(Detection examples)
○ ○ ○ ○ ○ ○ ○

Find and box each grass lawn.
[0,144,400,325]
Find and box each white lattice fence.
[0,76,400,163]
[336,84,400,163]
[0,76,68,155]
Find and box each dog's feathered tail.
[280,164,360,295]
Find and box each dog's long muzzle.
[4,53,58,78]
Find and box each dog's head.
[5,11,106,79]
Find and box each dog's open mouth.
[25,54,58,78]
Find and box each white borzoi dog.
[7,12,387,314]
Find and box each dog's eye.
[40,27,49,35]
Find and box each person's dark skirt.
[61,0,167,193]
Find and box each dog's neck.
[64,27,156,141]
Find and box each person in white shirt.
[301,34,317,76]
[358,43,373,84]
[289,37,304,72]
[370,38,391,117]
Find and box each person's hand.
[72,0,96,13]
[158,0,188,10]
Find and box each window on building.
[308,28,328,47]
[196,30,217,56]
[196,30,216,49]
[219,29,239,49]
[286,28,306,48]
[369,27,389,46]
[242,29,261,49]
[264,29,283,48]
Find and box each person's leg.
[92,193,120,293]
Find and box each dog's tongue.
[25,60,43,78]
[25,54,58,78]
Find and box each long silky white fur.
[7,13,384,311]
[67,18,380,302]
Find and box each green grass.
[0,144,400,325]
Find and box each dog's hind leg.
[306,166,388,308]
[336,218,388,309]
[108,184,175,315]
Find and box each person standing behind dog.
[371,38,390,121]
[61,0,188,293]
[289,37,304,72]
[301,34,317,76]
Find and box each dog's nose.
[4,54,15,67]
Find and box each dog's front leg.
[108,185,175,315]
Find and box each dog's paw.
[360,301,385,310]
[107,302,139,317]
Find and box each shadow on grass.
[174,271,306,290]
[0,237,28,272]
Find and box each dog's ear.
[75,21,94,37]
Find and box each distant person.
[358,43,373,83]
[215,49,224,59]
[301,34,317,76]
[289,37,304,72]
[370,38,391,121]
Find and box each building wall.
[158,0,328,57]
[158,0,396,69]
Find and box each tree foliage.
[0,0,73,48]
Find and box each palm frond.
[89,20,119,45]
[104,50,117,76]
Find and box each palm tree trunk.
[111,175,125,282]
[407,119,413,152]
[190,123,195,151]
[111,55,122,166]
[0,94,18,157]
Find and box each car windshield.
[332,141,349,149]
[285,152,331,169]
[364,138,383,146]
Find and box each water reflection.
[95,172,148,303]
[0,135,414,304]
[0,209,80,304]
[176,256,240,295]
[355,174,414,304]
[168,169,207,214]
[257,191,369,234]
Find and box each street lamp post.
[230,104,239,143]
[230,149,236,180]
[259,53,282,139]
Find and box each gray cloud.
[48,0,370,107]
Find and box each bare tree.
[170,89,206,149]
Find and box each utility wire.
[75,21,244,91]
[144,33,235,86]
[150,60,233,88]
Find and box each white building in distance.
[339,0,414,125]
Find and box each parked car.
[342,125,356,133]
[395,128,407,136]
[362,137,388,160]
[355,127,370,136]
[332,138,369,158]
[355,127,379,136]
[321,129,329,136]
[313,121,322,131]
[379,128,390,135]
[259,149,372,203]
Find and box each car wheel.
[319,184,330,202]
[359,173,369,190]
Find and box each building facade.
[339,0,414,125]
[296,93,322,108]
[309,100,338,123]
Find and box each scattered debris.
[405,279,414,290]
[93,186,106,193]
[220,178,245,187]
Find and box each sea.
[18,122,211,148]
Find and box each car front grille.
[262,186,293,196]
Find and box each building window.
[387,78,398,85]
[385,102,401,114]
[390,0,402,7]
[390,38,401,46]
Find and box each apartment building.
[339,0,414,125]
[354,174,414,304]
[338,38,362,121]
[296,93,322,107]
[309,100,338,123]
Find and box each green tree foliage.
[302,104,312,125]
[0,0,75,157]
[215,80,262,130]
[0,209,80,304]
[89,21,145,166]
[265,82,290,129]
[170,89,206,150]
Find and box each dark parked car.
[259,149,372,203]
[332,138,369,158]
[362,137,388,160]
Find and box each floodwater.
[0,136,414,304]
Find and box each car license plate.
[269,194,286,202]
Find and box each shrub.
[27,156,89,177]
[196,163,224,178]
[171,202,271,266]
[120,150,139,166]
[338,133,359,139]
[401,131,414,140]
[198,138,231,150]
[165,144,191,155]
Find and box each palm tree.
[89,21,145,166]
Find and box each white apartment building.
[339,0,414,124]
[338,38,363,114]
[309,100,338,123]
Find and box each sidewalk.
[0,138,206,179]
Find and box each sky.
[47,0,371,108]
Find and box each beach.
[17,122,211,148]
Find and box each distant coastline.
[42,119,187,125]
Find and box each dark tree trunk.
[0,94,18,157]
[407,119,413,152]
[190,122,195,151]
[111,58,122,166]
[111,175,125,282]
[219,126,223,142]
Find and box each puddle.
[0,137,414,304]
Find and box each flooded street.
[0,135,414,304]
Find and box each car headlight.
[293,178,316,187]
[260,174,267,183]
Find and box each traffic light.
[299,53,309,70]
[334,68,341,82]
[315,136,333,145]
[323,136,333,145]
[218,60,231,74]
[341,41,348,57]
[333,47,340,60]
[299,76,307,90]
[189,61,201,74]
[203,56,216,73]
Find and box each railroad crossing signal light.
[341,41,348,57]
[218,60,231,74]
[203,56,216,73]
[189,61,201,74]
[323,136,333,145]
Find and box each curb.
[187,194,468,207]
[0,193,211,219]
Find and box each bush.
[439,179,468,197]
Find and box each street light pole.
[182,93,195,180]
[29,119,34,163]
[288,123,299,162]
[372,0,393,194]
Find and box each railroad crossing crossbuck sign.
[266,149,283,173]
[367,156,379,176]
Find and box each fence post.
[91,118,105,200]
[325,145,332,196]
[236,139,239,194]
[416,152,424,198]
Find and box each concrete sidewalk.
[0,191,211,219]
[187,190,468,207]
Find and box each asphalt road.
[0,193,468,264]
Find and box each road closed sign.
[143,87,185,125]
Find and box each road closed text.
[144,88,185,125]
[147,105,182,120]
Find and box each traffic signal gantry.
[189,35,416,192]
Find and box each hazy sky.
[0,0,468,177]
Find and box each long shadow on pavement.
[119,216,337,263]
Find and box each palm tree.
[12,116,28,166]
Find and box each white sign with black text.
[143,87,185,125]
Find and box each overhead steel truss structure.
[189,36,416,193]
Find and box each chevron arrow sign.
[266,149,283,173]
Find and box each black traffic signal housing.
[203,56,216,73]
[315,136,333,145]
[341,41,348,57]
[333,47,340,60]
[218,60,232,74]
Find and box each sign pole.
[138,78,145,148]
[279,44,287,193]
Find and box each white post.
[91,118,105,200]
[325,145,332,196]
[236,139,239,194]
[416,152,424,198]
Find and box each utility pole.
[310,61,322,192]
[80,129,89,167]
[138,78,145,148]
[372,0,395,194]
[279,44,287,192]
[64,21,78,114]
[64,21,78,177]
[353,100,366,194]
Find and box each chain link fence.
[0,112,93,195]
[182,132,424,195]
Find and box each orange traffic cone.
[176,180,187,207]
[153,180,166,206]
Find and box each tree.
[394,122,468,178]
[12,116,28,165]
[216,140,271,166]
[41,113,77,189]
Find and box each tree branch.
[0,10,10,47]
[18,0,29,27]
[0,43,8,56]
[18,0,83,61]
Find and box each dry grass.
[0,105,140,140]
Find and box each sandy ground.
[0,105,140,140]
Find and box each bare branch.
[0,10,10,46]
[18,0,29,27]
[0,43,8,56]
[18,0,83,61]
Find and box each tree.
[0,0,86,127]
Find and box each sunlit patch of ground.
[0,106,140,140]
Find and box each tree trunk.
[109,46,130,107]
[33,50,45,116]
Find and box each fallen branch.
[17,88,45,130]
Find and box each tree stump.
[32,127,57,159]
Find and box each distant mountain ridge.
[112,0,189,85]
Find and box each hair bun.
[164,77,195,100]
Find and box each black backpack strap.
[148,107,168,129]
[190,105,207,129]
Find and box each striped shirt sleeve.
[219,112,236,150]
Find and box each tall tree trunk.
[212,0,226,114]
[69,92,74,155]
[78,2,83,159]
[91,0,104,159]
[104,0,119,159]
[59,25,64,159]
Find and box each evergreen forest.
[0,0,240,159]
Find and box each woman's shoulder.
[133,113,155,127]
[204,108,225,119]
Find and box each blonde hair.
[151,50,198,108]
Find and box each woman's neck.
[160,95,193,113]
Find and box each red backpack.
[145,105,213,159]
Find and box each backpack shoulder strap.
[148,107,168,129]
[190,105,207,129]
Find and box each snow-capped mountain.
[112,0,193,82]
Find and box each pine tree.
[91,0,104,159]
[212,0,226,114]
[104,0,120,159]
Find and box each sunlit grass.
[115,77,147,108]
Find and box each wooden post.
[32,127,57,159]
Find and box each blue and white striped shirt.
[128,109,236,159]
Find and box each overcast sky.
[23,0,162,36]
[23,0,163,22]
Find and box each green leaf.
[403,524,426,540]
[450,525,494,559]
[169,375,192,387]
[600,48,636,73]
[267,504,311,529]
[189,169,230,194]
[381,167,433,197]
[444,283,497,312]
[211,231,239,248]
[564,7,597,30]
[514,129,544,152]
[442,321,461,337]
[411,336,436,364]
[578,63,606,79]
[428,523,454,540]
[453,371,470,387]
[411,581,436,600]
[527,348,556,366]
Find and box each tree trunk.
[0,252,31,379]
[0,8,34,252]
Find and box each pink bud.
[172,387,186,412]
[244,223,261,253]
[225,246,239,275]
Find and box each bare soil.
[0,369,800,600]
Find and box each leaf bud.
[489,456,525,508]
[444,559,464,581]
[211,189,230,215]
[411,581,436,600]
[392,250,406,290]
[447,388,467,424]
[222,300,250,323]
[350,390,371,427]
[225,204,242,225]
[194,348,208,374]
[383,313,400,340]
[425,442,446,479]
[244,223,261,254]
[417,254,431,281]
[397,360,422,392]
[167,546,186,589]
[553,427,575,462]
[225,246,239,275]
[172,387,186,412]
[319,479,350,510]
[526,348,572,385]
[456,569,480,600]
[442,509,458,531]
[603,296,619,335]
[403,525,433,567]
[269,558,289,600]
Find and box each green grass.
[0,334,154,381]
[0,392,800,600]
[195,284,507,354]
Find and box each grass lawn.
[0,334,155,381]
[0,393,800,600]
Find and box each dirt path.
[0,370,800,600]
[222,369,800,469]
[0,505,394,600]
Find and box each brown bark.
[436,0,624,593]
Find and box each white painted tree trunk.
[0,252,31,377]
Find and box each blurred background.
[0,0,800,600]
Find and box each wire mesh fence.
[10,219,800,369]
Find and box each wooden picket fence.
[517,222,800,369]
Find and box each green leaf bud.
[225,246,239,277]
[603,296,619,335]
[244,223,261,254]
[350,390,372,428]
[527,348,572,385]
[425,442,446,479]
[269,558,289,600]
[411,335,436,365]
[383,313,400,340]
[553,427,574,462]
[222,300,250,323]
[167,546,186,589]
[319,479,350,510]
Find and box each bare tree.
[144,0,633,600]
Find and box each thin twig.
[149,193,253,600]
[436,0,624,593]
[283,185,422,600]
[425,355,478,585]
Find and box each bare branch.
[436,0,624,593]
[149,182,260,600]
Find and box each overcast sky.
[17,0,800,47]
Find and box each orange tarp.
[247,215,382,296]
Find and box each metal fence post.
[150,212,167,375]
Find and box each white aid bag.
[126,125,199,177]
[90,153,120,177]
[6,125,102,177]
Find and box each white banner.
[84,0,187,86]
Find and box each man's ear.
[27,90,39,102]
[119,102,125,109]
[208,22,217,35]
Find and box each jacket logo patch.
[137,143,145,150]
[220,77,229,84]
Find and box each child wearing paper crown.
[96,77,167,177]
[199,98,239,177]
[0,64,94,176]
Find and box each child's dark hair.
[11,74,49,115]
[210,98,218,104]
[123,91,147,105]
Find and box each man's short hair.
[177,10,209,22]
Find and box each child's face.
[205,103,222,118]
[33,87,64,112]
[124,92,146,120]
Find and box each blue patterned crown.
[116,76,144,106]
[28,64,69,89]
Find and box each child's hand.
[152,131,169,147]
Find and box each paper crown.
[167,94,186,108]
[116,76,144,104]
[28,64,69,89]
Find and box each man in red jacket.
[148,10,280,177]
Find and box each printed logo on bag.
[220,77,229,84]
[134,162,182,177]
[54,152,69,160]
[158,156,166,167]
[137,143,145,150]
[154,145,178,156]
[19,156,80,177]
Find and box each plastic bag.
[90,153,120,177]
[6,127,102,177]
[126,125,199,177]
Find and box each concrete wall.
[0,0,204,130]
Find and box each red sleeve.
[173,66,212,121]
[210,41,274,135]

○ ○ ○ ○ ○ ○ ○

Copy out every line of the material from the line containing "Find and box each person's leg." through the line containing "[370,38,391,121]", and offset each bounding-box coordinate by -143.

(RESULT OF THIS TASK):
Find and box each person's leg.
[-51,50,-23,150]
Find and box each dog's tongue.
[-118,-83,-100,-65]
[-118,-89,-85,-65]
Find and box each long silky white fur.
[-136,-130,241,168]
[-76,-125,237,159]
Find and box each green grass.
[-143,1,257,182]
Find and box each dog's hind leg.
[163,23,245,165]
[193,75,245,166]
[-35,41,32,172]
Find and box each person standing behind dog.
[228,-105,247,-22]
[-82,-143,45,150]
[146,-106,161,-71]
[158,-109,174,-67]
Find and box each dog's nose.
[-139,-89,-128,-76]
Find and box each dog's front leg.
[-35,42,32,172]
Find and box each dog's paw.
[217,158,242,167]
[-36,159,-4,174]
Find and box each shadow on grass.
[31,128,163,147]
[-143,94,-115,129]
Find and box each dog's ear.
[-68,-122,-49,-106]
Find and box each distant person.
[215,-100,230,-60]
[72,-94,81,-84]
[158,-109,174,-67]
[146,-106,161,-71]
[227,-105,248,-22]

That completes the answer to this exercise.